**TASK PROMPT**
Find each line in the items below that contains the word "building", and copy those lines.

Excerpts of bounding box data
....
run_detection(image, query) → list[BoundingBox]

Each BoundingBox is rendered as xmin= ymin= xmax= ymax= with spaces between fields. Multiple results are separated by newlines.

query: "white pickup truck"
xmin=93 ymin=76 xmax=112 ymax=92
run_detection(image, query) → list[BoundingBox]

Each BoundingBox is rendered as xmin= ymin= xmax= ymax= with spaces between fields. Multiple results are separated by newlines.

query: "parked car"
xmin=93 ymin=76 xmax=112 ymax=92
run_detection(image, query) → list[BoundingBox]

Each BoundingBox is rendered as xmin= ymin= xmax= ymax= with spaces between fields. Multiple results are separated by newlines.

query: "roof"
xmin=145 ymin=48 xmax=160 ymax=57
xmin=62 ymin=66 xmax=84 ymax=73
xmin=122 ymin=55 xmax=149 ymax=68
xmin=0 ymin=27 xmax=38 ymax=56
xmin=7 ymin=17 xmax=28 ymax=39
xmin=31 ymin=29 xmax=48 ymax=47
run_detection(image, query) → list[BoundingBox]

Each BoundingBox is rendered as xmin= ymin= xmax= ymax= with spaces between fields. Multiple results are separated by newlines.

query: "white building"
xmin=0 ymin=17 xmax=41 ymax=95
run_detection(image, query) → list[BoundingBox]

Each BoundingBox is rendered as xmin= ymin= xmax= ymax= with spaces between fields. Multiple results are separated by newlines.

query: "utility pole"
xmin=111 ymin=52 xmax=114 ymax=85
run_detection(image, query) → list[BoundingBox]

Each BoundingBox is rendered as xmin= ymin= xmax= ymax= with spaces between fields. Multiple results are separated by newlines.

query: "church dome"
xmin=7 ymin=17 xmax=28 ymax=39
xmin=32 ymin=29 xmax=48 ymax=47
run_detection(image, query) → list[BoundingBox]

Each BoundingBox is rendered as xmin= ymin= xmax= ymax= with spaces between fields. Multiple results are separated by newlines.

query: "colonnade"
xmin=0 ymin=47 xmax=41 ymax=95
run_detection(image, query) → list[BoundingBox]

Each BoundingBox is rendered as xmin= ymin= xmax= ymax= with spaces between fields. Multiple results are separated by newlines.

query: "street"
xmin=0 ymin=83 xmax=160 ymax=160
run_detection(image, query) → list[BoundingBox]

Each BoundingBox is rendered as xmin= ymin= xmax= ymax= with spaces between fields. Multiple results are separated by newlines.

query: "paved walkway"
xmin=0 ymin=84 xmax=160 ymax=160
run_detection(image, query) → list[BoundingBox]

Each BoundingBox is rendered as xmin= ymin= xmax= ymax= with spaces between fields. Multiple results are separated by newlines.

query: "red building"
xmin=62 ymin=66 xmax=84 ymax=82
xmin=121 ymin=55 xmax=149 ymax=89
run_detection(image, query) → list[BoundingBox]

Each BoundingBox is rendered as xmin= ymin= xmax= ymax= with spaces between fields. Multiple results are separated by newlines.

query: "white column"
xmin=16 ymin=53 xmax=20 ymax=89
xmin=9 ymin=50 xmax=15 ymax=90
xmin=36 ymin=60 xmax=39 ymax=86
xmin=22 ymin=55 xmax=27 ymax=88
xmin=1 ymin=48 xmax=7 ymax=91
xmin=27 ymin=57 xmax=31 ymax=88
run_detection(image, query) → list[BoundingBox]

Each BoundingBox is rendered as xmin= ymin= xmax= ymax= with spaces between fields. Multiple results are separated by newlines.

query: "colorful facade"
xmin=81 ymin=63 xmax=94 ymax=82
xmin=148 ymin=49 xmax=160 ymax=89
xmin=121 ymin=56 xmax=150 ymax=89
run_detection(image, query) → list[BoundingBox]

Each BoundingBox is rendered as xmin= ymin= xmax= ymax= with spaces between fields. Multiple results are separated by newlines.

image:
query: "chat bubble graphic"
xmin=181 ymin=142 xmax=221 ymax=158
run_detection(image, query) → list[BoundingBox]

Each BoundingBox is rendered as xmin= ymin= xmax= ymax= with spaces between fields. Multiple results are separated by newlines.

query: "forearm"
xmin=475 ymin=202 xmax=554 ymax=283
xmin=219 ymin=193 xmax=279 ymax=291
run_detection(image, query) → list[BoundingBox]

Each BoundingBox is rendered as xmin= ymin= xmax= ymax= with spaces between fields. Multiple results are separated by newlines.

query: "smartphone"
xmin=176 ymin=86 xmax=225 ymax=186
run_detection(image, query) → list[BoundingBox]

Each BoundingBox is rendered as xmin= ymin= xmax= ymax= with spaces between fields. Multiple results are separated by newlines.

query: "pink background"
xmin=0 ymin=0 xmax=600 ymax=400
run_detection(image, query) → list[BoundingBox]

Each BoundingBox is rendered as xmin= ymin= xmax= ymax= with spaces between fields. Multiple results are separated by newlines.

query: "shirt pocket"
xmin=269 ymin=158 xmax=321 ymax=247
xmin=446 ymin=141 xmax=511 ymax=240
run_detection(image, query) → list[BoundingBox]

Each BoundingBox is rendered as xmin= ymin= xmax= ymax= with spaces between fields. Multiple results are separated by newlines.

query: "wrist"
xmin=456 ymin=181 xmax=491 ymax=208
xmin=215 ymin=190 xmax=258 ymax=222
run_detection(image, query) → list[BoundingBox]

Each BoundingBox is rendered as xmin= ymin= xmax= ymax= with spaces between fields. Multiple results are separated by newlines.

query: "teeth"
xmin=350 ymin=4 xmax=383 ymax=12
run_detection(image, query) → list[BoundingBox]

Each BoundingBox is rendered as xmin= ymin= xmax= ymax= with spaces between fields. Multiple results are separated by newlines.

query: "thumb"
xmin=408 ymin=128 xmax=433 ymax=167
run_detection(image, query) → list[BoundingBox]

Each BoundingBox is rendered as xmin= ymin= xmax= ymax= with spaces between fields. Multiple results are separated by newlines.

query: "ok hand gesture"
....
**EXERCISE OUTPUT**
query: "white building"
query: "red building"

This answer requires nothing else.